What to produce — Output every line exactly as written. Leave out pictures.

Given information —
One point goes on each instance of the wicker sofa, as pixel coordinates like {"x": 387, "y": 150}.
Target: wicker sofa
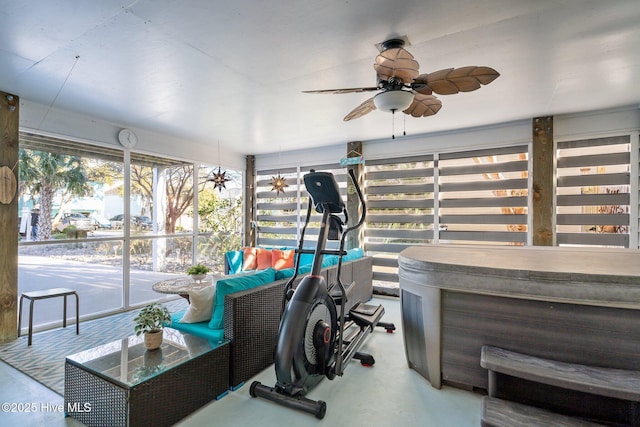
{"x": 251, "y": 317}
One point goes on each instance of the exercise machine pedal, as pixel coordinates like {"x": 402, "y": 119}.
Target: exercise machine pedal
{"x": 366, "y": 314}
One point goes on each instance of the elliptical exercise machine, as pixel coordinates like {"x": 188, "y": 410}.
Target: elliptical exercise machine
{"x": 317, "y": 338}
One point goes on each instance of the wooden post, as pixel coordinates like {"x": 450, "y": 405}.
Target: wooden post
{"x": 543, "y": 162}
{"x": 9, "y": 109}
{"x": 354, "y": 239}
{"x": 249, "y": 202}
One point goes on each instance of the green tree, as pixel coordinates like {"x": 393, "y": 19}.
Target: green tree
{"x": 222, "y": 217}
{"x": 45, "y": 174}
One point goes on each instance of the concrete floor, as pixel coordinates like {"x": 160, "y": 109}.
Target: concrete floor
{"x": 388, "y": 394}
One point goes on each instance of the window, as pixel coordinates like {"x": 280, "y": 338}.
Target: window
{"x": 399, "y": 211}
{"x": 593, "y": 192}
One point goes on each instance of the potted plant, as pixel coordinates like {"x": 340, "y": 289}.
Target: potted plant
{"x": 150, "y": 322}
{"x": 198, "y": 272}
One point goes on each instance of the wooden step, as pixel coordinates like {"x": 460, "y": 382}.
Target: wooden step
{"x": 502, "y": 413}
{"x": 616, "y": 383}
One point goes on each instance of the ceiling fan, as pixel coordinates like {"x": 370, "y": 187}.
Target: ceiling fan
{"x": 402, "y": 88}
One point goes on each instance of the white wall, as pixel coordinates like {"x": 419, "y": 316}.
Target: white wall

Answer to this task —
One point goes on each instance of the wicker sofa, as pixel coordinates like {"x": 387, "y": 150}.
Target: wicker sofa
{"x": 251, "y": 317}
One point goes on each instance of the exercise machine pedal, as pixel coordinates like {"x": 402, "y": 119}.
Target: exercise machine pedal
{"x": 366, "y": 314}
One point goes on each instance of the elliptical exercise machine, as pixel coordinates like {"x": 188, "y": 410}.
Target: elliptical exercise machine
{"x": 317, "y": 338}
One point goes on each instance of the wooden post, as pixel coordinates like {"x": 450, "y": 405}.
Target: wooden post
{"x": 543, "y": 162}
{"x": 9, "y": 109}
{"x": 354, "y": 239}
{"x": 249, "y": 202}
One point goes on each instance of the green tree, as pixel coordinates like {"x": 393, "y": 19}.
Target: green tree
{"x": 222, "y": 217}
{"x": 45, "y": 174}
One point goes on each instance of the concrete floor, as pixel coordinates like {"x": 160, "y": 109}.
Target: concrete floor
{"x": 388, "y": 394}
One point goes on each instance of the window, as pixel coordinates like {"x": 280, "y": 338}.
Target: window
{"x": 399, "y": 211}
{"x": 593, "y": 192}
One point goes on each instance of the potted plant, as pixel coordinates like {"x": 340, "y": 289}.
Target: potted plant
{"x": 150, "y": 322}
{"x": 198, "y": 272}
One point goes on each instance of the wooden step, as pixel coordinates like {"x": 460, "y": 382}.
Target: wooden step
{"x": 502, "y": 413}
{"x": 616, "y": 383}
One point goes on each instance of the ceiling fan, as pixel coordinates like {"x": 370, "y": 187}.
Target: ceiling fan
{"x": 402, "y": 88}
One point goes on each instance of the white wall, as pixel coordinates like {"x": 419, "y": 316}.
Target: white wall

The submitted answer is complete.